§ Exercise description
What you return must be the lines of the data that hold the word "roof".

§ Dataset records
+ + + + +

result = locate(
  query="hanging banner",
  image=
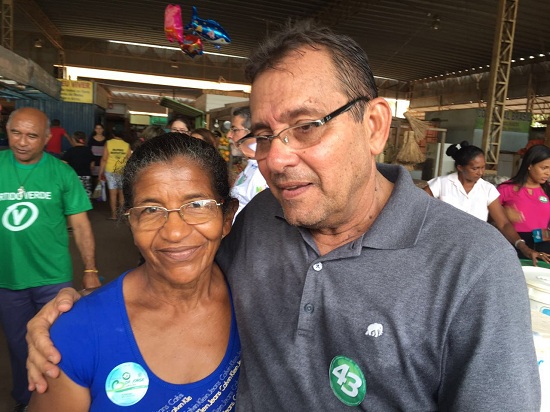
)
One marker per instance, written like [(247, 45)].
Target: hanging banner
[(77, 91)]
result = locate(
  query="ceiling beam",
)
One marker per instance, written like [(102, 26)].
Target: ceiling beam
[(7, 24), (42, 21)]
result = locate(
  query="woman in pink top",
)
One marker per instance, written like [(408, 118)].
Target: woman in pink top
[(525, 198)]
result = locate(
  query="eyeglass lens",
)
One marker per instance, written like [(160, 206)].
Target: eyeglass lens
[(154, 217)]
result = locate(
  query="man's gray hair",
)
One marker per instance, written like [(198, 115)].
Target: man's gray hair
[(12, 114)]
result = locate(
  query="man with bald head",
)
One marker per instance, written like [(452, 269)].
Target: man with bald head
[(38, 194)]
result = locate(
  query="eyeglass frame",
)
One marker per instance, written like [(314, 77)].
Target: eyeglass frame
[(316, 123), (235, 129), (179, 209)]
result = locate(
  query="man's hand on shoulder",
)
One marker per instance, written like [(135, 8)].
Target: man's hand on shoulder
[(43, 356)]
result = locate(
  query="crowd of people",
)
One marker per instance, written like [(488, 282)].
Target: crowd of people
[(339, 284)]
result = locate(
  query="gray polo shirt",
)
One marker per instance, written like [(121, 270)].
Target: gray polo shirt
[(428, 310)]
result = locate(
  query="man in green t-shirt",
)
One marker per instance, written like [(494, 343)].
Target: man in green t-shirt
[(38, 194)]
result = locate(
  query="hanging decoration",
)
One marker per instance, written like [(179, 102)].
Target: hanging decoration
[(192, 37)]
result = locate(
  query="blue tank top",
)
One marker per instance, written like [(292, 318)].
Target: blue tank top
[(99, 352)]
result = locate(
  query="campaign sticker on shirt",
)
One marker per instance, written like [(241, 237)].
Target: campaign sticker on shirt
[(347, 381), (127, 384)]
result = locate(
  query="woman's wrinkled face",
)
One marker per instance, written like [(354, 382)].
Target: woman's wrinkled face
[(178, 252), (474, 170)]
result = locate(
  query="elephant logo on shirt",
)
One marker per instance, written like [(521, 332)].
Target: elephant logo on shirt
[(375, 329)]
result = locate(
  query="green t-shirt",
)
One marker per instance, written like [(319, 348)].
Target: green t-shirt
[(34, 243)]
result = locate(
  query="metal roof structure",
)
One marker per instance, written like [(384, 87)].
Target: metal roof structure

+ + + + +

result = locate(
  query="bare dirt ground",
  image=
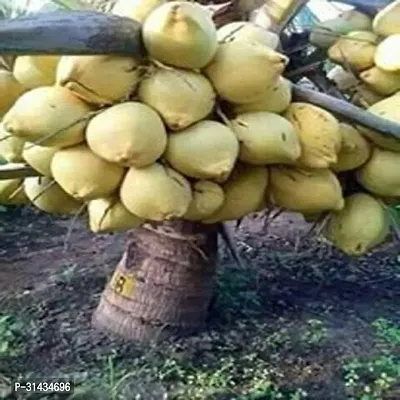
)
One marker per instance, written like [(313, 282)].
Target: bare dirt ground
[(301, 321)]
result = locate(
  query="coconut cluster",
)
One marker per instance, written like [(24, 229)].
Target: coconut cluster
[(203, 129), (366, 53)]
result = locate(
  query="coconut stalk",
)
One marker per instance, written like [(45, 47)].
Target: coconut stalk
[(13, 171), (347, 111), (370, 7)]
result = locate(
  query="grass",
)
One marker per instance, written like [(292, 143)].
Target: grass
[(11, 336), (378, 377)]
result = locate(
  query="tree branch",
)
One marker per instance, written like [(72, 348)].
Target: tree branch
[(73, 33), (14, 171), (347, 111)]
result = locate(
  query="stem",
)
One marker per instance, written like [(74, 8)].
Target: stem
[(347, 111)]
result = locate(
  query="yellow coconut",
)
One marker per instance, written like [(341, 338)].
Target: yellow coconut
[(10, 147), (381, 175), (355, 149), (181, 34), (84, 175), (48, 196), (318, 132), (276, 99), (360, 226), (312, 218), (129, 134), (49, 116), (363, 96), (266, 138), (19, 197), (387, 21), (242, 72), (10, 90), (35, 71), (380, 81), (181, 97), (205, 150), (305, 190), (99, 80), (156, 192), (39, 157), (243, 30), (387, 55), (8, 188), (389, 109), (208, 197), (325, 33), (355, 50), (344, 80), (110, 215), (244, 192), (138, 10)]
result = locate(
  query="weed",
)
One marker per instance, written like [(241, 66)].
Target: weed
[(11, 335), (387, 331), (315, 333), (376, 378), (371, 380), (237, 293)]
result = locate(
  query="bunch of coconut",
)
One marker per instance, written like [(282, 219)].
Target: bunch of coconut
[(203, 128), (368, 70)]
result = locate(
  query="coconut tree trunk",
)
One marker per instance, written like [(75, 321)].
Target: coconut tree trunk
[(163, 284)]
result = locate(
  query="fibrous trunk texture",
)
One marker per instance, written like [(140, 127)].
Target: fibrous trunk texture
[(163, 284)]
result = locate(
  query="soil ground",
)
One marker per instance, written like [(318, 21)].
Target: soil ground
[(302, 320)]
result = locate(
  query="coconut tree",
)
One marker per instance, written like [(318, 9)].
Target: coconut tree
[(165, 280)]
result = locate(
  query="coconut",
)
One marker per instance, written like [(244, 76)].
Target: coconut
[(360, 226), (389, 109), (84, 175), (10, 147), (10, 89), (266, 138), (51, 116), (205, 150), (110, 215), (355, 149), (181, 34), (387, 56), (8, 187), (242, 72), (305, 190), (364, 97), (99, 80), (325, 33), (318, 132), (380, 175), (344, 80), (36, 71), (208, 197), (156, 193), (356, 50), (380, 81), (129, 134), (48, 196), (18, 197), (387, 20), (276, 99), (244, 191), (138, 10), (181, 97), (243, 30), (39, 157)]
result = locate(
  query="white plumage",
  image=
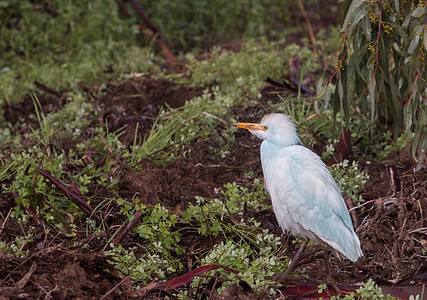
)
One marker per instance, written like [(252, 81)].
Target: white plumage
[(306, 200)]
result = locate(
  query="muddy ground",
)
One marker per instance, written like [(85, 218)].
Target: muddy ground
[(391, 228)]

+ + + + +

§ Answer to this problem
  query="metal roof structure",
Target: metal roof structure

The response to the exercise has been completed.